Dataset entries
>> Start

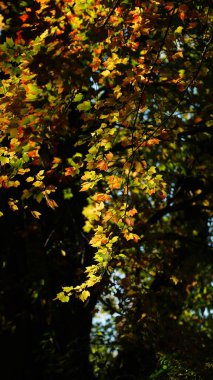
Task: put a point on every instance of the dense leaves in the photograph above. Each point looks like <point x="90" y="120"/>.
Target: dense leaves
<point x="105" y="163"/>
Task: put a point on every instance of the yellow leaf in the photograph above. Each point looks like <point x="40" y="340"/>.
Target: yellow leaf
<point x="62" y="297"/>
<point x="84" y="295"/>
<point x="105" y="73"/>
<point x="38" y="183"/>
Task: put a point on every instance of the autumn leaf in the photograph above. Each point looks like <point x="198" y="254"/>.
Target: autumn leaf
<point x="36" y="214"/>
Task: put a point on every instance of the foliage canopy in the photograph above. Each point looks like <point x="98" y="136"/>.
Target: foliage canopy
<point x="105" y="156"/>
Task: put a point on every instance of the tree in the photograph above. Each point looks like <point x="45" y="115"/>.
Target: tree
<point x="106" y="188"/>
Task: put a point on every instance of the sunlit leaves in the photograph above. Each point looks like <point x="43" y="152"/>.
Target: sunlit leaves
<point x="123" y="77"/>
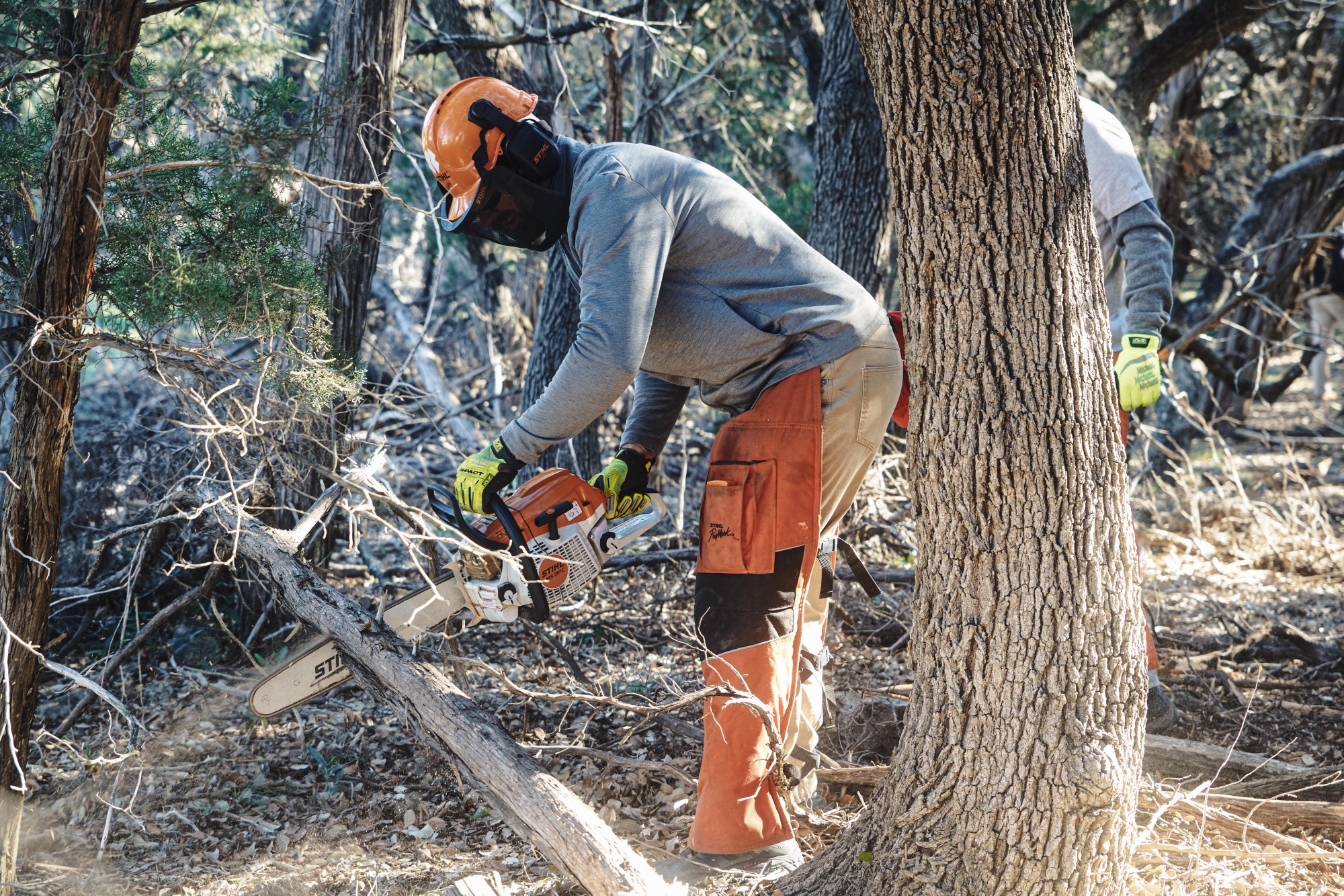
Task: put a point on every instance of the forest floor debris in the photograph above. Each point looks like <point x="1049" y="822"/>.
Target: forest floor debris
<point x="1243" y="578"/>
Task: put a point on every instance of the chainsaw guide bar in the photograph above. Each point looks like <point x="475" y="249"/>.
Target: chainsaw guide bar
<point x="318" y="667"/>
<point x="553" y="546"/>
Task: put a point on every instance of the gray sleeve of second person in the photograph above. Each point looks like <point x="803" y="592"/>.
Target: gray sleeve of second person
<point x="658" y="405"/>
<point x="623" y="238"/>
<point x="1146" y="244"/>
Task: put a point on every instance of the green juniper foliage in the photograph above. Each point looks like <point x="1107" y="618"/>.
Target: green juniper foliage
<point x="202" y="226"/>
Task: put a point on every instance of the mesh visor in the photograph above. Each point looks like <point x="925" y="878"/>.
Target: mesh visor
<point x="511" y="212"/>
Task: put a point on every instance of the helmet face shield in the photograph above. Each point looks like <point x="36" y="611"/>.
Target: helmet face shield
<point x="513" y="212"/>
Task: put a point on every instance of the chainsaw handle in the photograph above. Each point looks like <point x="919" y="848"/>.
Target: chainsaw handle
<point x="541" y="609"/>
<point x="452" y="515"/>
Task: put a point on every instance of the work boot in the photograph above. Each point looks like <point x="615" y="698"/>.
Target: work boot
<point x="769" y="862"/>
<point x="1162" y="711"/>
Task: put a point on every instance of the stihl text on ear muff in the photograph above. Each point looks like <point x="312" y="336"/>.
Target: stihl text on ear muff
<point x="529" y="147"/>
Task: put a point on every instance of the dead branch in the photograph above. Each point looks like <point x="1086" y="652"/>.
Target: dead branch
<point x="552" y="817"/>
<point x="1181" y="758"/>
<point x="135" y="644"/>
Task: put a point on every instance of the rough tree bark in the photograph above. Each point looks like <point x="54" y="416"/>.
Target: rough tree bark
<point x="99" y="40"/>
<point x="365" y="50"/>
<point x="851" y="206"/>
<point x="1018" y="768"/>
<point x="364" y="56"/>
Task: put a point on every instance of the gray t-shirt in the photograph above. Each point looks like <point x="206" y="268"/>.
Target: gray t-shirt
<point x="1119" y="189"/>
<point x="686" y="276"/>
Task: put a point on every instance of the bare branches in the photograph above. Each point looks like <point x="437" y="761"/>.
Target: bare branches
<point x="446" y="44"/>
<point x="167" y="6"/>
<point x="132" y="647"/>
<point x="1193" y="34"/>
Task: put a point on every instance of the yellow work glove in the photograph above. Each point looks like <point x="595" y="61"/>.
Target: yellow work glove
<point x="483" y="475"/>
<point x="626" y="483"/>
<point x="1139" y="374"/>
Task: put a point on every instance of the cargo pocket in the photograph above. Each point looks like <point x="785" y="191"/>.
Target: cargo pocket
<point x="881" y="388"/>
<point x="737" y="519"/>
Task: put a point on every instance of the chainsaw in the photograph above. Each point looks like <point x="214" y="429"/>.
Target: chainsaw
<point x="544" y="545"/>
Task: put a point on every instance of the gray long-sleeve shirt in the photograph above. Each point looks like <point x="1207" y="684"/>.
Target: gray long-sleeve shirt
<point x="1136" y="247"/>
<point x="686" y="279"/>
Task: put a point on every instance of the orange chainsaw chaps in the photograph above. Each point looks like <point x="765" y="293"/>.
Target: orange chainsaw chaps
<point x="740" y="808"/>
<point x="759" y="539"/>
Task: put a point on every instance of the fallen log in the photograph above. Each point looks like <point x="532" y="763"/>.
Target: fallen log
<point x="855" y="777"/>
<point x="536" y="804"/>
<point x="1181" y="758"/>
<point x="1326" y="782"/>
<point x="1173" y="757"/>
<point x="1280" y="813"/>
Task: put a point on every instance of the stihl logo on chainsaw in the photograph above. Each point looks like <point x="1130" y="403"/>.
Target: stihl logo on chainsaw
<point x="329" y="667"/>
<point x="562" y="529"/>
<point x="720" y="531"/>
<point x="553" y="572"/>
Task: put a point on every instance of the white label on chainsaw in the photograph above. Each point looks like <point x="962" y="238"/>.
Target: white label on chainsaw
<point x="489" y="597"/>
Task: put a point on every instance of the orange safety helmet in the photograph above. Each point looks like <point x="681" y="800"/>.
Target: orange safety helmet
<point x="499" y="165"/>
<point x="451" y="139"/>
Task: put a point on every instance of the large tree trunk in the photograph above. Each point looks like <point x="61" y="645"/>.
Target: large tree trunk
<point x="100" y="40"/>
<point x="1018" y="768"/>
<point x="360" y="80"/>
<point x="851" y="199"/>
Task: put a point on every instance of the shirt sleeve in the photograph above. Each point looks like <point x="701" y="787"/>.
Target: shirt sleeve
<point x="622" y="237"/>
<point x="1146" y="244"/>
<point x="655" y="412"/>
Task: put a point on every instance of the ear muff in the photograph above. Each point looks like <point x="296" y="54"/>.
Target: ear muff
<point x="529" y="147"/>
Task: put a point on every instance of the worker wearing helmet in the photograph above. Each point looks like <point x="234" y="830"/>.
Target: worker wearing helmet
<point x="687" y="281"/>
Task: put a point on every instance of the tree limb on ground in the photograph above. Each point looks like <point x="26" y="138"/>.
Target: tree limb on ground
<point x="552" y="817"/>
<point x="130" y="649"/>
<point x="1244" y="385"/>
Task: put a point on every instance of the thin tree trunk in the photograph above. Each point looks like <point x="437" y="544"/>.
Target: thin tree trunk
<point x="360" y="79"/>
<point x="557" y="326"/>
<point x="1178" y="112"/>
<point x="100" y="40"/>
<point x="851" y="201"/>
<point x="1018" y="766"/>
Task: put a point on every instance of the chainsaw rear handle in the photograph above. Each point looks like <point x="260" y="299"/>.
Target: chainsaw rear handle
<point x="541" y="609"/>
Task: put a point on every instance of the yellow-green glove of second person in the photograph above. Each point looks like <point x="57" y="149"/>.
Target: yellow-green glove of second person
<point x="1139" y="374"/>
<point x="626" y="483"/>
<point x="483" y="475"/>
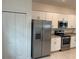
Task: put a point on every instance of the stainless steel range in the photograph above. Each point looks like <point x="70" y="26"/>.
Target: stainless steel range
<point x="65" y="39"/>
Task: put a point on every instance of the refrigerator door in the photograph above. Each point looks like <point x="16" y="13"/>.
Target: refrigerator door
<point x="36" y="38"/>
<point x="46" y="42"/>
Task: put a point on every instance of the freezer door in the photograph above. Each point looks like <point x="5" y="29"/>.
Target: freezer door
<point x="36" y="38"/>
<point x="46" y="42"/>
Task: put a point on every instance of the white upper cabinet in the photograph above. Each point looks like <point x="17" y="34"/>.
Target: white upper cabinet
<point x="55" y="44"/>
<point x="71" y="21"/>
<point x="16" y="5"/>
<point x="49" y="16"/>
<point x="73" y="42"/>
<point x="54" y="17"/>
<point x="38" y="15"/>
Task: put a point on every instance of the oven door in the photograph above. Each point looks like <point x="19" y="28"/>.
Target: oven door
<point x="65" y="43"/>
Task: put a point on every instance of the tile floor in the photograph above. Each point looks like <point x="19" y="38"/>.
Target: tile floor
<point x="68" y="54"/>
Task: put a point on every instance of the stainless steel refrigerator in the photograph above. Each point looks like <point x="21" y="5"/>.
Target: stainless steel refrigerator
<point x="41" y="38"/>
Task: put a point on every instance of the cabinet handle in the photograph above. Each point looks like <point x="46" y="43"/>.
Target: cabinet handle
<point x="54" y="42"/>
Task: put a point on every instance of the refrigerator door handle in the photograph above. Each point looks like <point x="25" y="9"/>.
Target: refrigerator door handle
<point x="38" y="36"/>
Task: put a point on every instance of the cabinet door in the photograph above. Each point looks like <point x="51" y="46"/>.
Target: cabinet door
<point x="35" y="15"/>
<point x="38" y="15"/>
<point x="58" y="44"/>
<point x="17" y="5"/>
<point x="71" y="21"/>
<point x="73" y="42"/>
<point x="49" y="16"/>
<point x="8" y="36"/>
<point x="55" y="20"/>
<point x="21" y="37"/>
<point x="52" y="45"/>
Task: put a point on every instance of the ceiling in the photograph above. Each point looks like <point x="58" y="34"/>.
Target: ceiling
<point x="60" y="3"/>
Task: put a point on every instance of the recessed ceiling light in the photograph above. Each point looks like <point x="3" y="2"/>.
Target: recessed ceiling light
<point x="63" y="0"/>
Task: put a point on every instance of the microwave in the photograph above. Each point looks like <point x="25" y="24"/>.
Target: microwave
<point x="62" y="24"/>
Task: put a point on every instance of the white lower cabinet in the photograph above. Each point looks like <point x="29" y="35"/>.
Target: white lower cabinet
<point x="73" y="42"/>
<point x="55" y="44"/>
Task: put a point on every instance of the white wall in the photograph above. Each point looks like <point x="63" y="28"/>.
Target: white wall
<point x="16" y="29"/>
<point x="51" y="8"/>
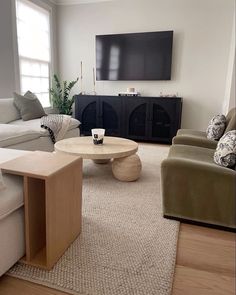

>> End

Starting with the line that contains "Task: put a point on every instance of the white lower" and going on through the last line, write those lines out again with "white" changed to "cream" and nothing else altered. Leave the pictures out of your answer.

EXPECTED OUTPUT>
Task: put a point on every instance of the cream lower cabinet in the photograph above. Each point looks like <point x="29" y="35"/>.
Target: cream lower cabinet
<point x="73" y="42"/>
<point x="55" y="44"/>
Task: put a point on every instance of the cream wall in the photograph above. Each point looks like <point x="63" y="28"/>.
Target: cream wall
<point x="16" y="29"/>
<point x="51" y="8"/>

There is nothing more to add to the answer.